Items listed in a dataset
▼

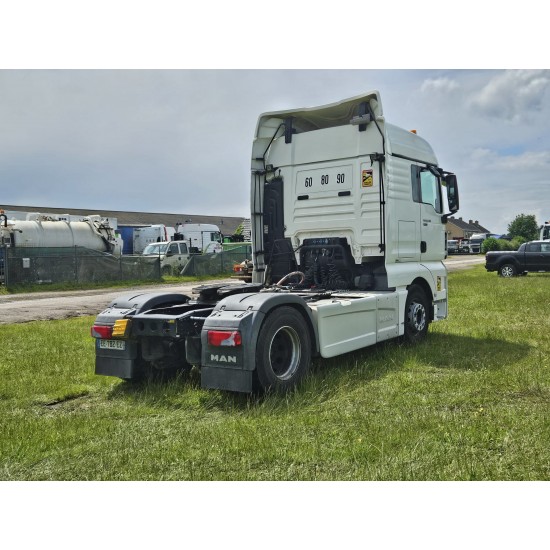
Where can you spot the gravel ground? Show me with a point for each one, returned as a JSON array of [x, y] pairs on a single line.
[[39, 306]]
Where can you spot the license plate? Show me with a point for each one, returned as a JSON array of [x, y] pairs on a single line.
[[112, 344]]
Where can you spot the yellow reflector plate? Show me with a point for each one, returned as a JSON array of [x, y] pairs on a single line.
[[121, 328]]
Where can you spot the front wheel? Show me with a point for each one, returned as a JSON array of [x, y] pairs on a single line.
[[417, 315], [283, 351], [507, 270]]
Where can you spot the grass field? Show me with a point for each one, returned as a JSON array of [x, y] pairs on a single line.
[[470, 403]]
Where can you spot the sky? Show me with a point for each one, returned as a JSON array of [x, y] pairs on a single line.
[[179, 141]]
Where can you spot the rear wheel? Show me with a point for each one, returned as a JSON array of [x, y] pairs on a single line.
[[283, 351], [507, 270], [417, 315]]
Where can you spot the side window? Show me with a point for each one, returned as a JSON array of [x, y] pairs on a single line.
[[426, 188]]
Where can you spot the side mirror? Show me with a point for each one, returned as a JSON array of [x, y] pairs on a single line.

▲

▸ **Your task**
Nothing should appear in the answer except the lines from the one containing "Where can you spot the rear" to the end of the data above, reproduced exactly.

▸ **Written solution**
Where can you spot the rear wheel? Show me with a point for each one, returned as a JSON array of [x, y] pairs on a single line.
[[283, 351], [507, 270], [417, 315]]
Where can you spot the side window? Show me with a point for each one, returned as a JSON array of [x, y] pairs on a single line.
[[426, 188]]
Where can you spot the side mirror? Show me with a point for each one, returned as a JSON array of [x, y] pairs on a single line.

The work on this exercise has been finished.